[YOUR OBJECTIVE]
Would you restate, exactly as they appear, the lines from the one containing "Objective — one point per instance of the blurred" through the end of the data below?
==========
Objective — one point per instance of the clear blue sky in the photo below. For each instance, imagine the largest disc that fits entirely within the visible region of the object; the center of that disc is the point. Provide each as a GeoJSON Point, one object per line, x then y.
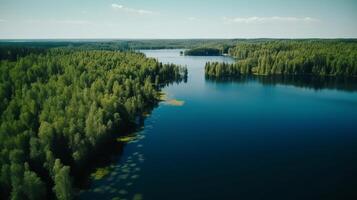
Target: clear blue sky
{"type": "Point", "coordinates": [178, 19]}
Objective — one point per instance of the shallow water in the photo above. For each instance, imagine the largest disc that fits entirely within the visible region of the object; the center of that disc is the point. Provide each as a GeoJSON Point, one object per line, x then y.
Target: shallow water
{"type": "Point", "coordinates": [253, 138]}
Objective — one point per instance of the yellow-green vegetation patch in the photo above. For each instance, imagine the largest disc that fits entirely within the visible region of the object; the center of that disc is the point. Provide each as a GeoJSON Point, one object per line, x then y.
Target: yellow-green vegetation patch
{"type": "Point", "coordinates": [162, 96]}
{"type": "Point", "coordinates": [138, 197]}
{"type": "Point", "coordinates": [146, 114]}
{"type": "Point", "coordinates": [126, 138]}
{"type": "Point", "coordinates": [100, 173]}
{"type": "Point", "coordinates": [174, 102]}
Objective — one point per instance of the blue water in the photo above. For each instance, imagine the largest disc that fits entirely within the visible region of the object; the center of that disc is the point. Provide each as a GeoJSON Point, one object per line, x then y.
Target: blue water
{"type": "Point", "coordinates": [247, 139]}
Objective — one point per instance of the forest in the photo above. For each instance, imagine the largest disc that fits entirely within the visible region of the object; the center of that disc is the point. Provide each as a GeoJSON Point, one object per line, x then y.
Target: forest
{"type": "Point", "coordinates": [203, 51]}
{"type": "Point", "coordinates": [289, 57]}
{"type": "Point", "coordinates": [58, 105]}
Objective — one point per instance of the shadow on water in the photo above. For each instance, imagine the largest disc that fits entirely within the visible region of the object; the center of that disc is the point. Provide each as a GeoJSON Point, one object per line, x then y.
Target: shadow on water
{"type": "Point", "coordinates": [309, 82]}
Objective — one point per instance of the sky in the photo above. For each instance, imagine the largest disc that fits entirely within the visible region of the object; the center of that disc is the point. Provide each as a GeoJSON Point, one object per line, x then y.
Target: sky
{"type": "Point", "coordinates": [91, 19]}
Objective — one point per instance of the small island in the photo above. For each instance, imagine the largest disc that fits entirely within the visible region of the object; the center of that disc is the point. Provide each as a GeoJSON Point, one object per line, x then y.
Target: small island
{"type": "Point", "coordinates": [203, 51]}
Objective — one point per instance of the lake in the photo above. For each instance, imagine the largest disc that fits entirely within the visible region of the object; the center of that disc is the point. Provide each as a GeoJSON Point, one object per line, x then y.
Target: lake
{"type": "Point", "coordinates": [250, 138]}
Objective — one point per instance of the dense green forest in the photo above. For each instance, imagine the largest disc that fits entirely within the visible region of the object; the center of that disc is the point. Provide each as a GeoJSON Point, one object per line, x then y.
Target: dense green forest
{"type": "Point", "coordinates": [290, 57]}
{"type": "Point", "coordinates": [203, 51]}
{"type": "Point", "coordinates": [59, 105]}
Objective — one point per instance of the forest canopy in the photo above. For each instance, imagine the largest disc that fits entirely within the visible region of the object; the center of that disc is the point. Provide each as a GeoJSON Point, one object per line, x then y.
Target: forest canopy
{"type": "Point", "coordinates": [289, 57]}
{"type": "Point", "coordinates": [57, 106]}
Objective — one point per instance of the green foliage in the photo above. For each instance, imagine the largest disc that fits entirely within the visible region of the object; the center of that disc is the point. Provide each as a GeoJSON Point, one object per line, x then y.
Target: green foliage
{"type": "Point", "coordinates": [203, 51]}
{"type": "Point", "coordinates": [319, 58]}
{"type": "Point", "coordinates": [59, 106]}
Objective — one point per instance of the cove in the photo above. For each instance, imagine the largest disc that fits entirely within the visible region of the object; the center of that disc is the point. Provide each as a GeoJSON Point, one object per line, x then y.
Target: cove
{"type": "Point", "coordinates": [251, 138]}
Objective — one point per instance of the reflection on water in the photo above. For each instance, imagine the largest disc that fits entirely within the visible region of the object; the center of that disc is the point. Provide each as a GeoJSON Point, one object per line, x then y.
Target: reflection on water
{"type": "Point", "coordinates": [247, 138]}
{"type": "Point", "coordinates": [310, 82]}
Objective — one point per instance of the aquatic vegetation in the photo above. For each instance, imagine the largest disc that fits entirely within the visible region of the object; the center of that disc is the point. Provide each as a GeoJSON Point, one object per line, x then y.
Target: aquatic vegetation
{"type": "Point", "coordinates": [166, 100]}
{"type": "Point", "coordinates": [123, 192]}
{"type": "Point", "coordinates": [100, 173]}
{"type": "Point", "coordinates": [174, 102]}
{"type": "Point", "coordinates": [138, 197]}
{"type": "Point", "coordinates": [162, 96]}
{"type": "Point", "coordinates": [126, 138]}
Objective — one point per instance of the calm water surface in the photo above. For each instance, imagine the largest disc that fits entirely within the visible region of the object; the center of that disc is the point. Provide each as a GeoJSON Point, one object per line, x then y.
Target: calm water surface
{"type": "Point", "coordinates": [242, 139]}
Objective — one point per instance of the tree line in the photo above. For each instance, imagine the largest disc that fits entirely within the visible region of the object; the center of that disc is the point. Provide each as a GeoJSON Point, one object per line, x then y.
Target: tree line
{"type": "Point", "coordinates": [58, 106]}
{"type": "Point", "coordinates": [290, 57]}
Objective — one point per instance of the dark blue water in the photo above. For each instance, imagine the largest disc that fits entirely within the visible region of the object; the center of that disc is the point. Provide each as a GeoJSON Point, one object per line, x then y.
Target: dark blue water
{"type": "Point", "coordinates": [256, 138]}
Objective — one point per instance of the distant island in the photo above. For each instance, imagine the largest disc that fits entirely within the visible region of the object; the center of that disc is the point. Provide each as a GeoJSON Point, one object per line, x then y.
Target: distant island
{"type": "Point", "coordinates": [289, 57]}
{"type": "Point", "coordinates": [203, 51]}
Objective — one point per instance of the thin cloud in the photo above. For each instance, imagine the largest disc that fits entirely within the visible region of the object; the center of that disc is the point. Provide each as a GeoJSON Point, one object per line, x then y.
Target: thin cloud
{"type": "Point", "coordinates": [132, 10]}
{"type": "Point", "coordinates": [193, 19]}
{"type": "Point", "coordinates": [69, 22]}
{"type": "Point", "coordinates": [255, 20]}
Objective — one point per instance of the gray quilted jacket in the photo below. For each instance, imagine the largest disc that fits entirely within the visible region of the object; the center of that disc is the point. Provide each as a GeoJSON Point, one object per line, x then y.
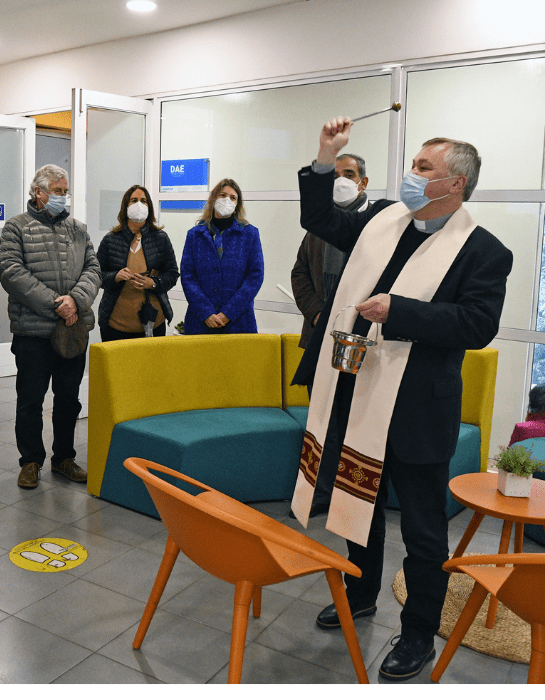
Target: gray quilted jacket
{"type": "Point", "coordinates": [42, 258]}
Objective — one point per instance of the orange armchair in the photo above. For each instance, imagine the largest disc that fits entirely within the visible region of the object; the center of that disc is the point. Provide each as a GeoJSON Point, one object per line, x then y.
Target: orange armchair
{"type": "Point", "coordinates": [240, 545]}
{"type": "Point", "coordinates": [519, 588]}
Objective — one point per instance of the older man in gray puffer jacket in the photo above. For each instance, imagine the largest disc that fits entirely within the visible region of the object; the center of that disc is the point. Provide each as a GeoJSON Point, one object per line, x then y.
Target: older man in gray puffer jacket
{"type": "Point", "coordinates": [50, 271]}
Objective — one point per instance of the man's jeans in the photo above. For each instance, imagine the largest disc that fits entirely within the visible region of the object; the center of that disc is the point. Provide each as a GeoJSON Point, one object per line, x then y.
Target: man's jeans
{"type": "Point", "coordinates": [37, 364]}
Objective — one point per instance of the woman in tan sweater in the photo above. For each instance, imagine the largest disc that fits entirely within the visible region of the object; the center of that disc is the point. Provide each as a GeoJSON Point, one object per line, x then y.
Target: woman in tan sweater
{"type": "Point", "coordinates": [138, 264]}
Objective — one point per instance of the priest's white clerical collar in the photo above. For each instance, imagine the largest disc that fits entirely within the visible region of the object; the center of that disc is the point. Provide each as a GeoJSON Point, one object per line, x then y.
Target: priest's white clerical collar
{"type": "Point", "coordinates": [432, 225]}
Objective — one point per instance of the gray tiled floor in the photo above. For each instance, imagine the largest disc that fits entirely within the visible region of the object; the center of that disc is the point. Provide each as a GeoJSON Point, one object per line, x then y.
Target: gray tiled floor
{"type": "Point", "coordinates": [77, 626]}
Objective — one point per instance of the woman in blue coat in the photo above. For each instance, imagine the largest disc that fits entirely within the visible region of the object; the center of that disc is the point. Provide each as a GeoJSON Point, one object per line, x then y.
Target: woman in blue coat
{"type": "Point", "coordinates": [222, 266]}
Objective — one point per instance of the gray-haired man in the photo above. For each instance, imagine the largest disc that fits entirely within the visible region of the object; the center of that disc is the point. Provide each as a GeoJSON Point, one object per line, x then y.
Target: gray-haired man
{"type": "Point", "coordinates": [50, 271]}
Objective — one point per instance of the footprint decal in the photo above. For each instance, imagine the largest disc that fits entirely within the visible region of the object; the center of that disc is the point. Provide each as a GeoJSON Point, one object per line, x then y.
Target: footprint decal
{"type": "Point", "coordinates": [48, 555]}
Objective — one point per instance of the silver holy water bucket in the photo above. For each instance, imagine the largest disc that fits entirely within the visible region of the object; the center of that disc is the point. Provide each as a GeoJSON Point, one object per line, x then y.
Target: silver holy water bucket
{"type": "Point", "coordinates": [349, 348]}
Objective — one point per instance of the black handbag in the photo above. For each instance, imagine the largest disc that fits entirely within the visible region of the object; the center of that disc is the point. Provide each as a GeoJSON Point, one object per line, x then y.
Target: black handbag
{"type": "Point", "coordinates": [70, 341]}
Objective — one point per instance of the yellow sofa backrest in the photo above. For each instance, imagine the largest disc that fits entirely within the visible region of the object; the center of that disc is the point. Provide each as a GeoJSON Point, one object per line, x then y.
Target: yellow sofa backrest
{"type": "Point", "coordinates": [131, 379]}
{"type": "Point", "coordinates": [291, 356]}
{"type": "Point", "coordinates": [479, 376]}
{"type": "Point", "coordinates": [478, 373]}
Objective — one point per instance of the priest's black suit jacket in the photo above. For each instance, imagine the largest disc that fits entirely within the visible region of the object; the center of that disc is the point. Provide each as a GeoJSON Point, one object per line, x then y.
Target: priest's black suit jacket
{"type": "Point", "coordinates": [463, 314]}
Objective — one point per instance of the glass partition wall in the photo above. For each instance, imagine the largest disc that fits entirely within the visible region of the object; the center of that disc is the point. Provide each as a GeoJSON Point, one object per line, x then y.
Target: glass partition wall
{"type": "Point", "coordinates": [262, 136]}
{"type": "Point", "coordinates": [260, 139]}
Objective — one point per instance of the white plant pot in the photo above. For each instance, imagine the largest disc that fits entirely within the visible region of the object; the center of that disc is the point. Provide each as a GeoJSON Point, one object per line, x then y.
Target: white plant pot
{"type": "Point", "coordinates": [514, 485]}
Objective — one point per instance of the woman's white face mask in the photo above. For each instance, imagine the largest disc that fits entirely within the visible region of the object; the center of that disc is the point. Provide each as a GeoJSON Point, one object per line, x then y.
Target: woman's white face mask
{"type": "Point", "coordinates": [345, 191]}
{"type": "Point", "coordinates": [224, 206]}
{"type": "Point", "coordinates": [138, 212]}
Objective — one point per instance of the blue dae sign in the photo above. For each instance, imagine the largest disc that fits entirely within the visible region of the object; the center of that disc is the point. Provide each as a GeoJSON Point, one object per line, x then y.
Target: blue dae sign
{"type": "Point", "coordinates": [185, 175]}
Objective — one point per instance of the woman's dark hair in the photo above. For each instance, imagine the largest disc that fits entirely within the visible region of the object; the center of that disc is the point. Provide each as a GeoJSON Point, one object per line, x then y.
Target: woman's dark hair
{"type": "Point", "coordinates": [537, 399]}
{"type": "Point", "coordinates": [208, 212]}
{"type": "Point", "coordinates": [122, 216]}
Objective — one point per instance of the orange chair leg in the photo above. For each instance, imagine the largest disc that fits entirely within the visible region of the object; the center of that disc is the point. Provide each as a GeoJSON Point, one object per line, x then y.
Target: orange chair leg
{"type": "Point", "coordinates": [475, 600]}
{"type": "Point", "coordinates": [256, 602]}
{"type": "Point", "coordinates": [243, 597]}
{"type": "Point", "coordinates": [536, 671]}
{"type": "Point", "coordinates": [336, 586]}
{"type": "Point", "coordinates": [503, 549]}
{"type": "Point", "coordinates": [519, 537]}
{"type": "Point", "coordinates": [471, 529]}
{"type": "Point", "coordinates": [161, 580]}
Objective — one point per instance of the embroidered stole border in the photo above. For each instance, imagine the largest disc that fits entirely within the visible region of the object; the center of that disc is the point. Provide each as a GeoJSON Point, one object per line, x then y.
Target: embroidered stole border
{"type": "Point", "coordinates": [377, 383]}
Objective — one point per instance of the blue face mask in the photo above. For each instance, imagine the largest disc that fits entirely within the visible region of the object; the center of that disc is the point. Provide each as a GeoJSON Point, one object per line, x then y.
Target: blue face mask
{"type": "Point", "coordinates": [412, 191]}
{"type": "Point", "coordinates": [55, 204]}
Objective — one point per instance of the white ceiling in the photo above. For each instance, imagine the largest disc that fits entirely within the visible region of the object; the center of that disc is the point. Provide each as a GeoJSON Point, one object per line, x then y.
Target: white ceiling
{"type": "Point", "coordinates": [37, 27]}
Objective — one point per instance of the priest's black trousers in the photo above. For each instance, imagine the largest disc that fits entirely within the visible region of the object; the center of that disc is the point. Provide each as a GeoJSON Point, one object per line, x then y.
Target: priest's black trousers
{"type": "Point", "coordinates": [421, 490]}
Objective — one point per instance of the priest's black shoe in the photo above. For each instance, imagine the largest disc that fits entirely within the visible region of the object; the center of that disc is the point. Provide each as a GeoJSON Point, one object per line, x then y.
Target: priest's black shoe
{"type": "Point", "coordinates": [315, 509]}
{"type": "Point", "coordinates": [328, 619]}
{"type": "Point", "coordinates": [407, 658]}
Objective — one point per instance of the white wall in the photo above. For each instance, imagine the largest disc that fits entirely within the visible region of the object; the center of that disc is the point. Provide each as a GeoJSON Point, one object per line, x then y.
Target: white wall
{"type": "Point", "coordinates": [318, 35]}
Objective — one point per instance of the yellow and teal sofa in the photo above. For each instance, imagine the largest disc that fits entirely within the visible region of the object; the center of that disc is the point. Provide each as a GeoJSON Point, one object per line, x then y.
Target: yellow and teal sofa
{"type": "Point", "coordinates": [221, 410]}
{"type": "Point", "coordinates": [207, 406]}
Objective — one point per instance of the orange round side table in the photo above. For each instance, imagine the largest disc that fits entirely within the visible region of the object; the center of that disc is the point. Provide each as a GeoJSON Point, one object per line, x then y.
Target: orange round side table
{"type": "Point", "coordinates": [479, 492]}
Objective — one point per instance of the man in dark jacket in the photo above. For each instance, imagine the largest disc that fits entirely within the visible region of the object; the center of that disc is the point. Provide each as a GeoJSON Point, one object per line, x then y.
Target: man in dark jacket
{"type": "Point", "coordinates": [434, 283]}
{"type": "Point", "coordinates": [317, 271]}
{"type": "Point", "coordinates": [50, 271]}
{"type": "Point", "coordinates": [319, 264]}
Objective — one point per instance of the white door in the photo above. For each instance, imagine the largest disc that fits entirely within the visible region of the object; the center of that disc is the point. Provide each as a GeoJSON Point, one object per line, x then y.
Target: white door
{"type": "Point", "coordinates": [17, 149]}
{"type": "Point", "coordinates": [111, 150]}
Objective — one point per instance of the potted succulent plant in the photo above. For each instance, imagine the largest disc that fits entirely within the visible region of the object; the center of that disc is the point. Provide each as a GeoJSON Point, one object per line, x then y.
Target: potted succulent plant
{"type": "Point", "coordinates": [515, 468]}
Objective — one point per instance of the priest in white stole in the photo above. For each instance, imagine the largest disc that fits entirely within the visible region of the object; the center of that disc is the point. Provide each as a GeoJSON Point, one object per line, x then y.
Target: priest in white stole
{"type": "Point", "coordinates": [430, 283]}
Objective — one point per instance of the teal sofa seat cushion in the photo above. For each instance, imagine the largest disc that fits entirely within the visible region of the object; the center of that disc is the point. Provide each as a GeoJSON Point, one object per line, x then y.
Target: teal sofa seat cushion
{"type": "Point", "coordinates": [251, 454]}
{"type": "Point", "coordinates": [298, 413]}
{"type": "Point", "coordinates": [537, 448]}
{"type": "Point", "coordinates": [466, 459]}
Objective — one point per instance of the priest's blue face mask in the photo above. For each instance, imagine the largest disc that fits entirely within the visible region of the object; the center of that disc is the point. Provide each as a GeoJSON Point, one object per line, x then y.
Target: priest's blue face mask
{"type": "Point", "coordinates": [412, 191]}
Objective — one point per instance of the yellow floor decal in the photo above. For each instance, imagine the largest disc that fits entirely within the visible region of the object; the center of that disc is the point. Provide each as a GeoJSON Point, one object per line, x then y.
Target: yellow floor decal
{"type": "Point", "coordinates": [48, 554]}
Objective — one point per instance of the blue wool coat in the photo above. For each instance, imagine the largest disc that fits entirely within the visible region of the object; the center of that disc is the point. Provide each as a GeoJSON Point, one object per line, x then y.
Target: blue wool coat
{"type": "Point", "coordinates": [229, 285]}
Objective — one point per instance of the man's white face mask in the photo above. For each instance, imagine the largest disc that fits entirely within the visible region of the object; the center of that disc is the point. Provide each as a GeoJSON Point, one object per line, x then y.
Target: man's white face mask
{"type": "Point", "coordinates": [345, 191]}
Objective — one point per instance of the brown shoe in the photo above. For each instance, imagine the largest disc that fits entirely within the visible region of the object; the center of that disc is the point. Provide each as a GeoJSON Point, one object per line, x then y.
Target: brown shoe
{"type": "Point", "coordinates": [29, 476]}
{"type": "Point", "coordinates": [70, 470]}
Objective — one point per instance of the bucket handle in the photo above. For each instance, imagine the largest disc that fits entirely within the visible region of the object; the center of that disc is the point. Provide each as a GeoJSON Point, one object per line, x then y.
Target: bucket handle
{"type": "Point", "coordinates": [353, 306]}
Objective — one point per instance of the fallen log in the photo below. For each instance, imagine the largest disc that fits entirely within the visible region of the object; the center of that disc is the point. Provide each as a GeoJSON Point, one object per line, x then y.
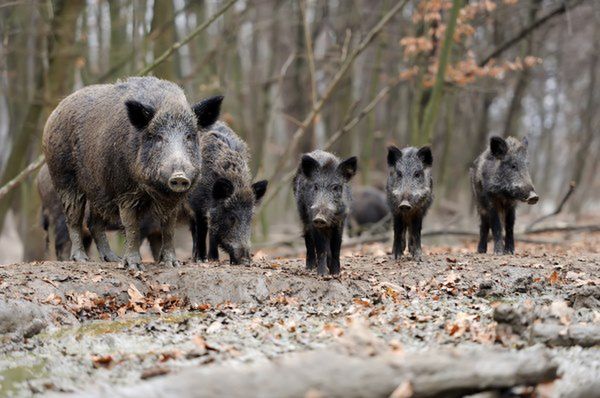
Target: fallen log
{"type": "Point", "coordinates": [331, 373]}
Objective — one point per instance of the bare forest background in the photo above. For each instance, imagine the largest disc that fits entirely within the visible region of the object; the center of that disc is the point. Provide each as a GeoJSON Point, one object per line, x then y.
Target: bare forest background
{"type": "Point", "coordinates": [351, 76]}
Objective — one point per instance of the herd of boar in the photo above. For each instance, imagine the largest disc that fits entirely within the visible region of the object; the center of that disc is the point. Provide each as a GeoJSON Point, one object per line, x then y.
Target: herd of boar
{"type": "Point", "coordinates": [135, 156]}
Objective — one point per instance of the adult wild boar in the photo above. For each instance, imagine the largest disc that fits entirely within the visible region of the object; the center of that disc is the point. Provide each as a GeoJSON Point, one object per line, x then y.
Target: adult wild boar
{"type": "Point", "coordinates": [54, 222]}
{"type": "Point", "coordinates": [410, 194]}
{"type": "Point", "coordinates": [128, 149]}
{"type": "Point", "coordinates": [500, 178]}
{"type": "Point", "coordinates": [323, 197]}
{"type": "Point", "coordinates": [223, 200]}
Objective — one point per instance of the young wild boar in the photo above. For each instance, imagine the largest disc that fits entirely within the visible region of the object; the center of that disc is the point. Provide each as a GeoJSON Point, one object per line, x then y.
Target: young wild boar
{"type": "Point", "coordinates": [500, 178]}
{"type": "Point", "coordinates": [369, 206]}
{"type": "Point", "coordinates": [127, 149]}
{"type": "Point", "coordinates": [323, 196]}
{"type": "Point", "coordinates": [409, 191]}
{"type": "Point", "coordinates": [223, 200]}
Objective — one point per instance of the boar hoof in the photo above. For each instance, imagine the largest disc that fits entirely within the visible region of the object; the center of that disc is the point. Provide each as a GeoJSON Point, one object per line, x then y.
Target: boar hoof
{"type": "Point", "coordinates": [79, 256]}
{"type": "Point", "coordinates": [110, 257]}
{"type": "Point", "coordinates": [170, 263]}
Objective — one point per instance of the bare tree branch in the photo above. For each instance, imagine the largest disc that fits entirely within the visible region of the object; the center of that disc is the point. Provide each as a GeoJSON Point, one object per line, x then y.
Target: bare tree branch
{"type": "Point", "coordinates": [526, 31]}
{"type": "Point", "coordinates": [316, 109]}
{"type": "Point", "coordinates": [147, 69]}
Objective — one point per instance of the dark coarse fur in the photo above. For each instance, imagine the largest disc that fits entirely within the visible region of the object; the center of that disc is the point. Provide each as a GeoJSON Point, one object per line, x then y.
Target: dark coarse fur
{"type": "Point", "coordinates": [53, 218]}
{"type": "Point", "coordinates": [500, 178]}
{"type": "Point", "coordinates": [224, 198]}
{"type": "Point", "coordinates": [369, 206]}
{"type": "Point", "coordinates": [410, 194]}
{"type": "Point", "coordinates": [127, 149]}
{"type": "Point", "coordinates": [323, 198]}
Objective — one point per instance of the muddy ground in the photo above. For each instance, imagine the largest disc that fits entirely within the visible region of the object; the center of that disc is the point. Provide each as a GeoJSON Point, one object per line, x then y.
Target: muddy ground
{"type": "Point", "coordinates": [69, 327]}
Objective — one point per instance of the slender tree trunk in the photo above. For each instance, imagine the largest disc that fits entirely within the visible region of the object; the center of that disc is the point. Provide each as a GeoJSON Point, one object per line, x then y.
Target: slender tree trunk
{"type": "Point", "coordinates": [57, 82]}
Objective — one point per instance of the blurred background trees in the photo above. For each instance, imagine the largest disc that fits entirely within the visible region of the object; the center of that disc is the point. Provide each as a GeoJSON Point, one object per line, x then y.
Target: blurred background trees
{"type": "Point", "coordinates": [351, 75]}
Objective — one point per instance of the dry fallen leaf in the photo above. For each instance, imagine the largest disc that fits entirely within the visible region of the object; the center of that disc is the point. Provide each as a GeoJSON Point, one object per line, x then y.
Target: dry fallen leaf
{"type": "Point", "coordinates": [153, 372]}
{"type": "Point", "coordinates": [553, 278]}
{"type": "Point", "coordinates": [214, 327]}
{"type": "Point", "coordinates": [53, 299]}
{"type": "Point", "coordinates": [561, 310]}
{"type": "Point", "coordinates": [102, 361]}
==========
[PROBLEM SOLUTION]
Objective — one point per instance of the blurred background trees in the photo above. For each instance, imagine the largest disc that fits entirely within the visible region of the object; the center of that disc is the point. Provide each as a GeoJSON Point, one object per line, x then y.
Target: blurred background trees
{"type": "Point", "coordinates": [351, 75]}
Objective — one point per instance of the dry fallen leaf in the photo above. For each instance, imagine the largest disc that fits entirely within the visible region of the object; the center of that disc is the point. Provide each as a GeoJSON Point, one object per line, x then y.
Target: dry fallen leaf
{"type": "Point", "coordinates": [153, 372]}
{"type": "Point", "coordinates": [553, 278]}
{"type": "Point", "coordinates": [214, 327]}
{"type": "Point", "coordinates": [53, 299]}
{"type": "Point", "coordinates": [561, 310]}
{"type": "Point", "coordinates": [102, 361]}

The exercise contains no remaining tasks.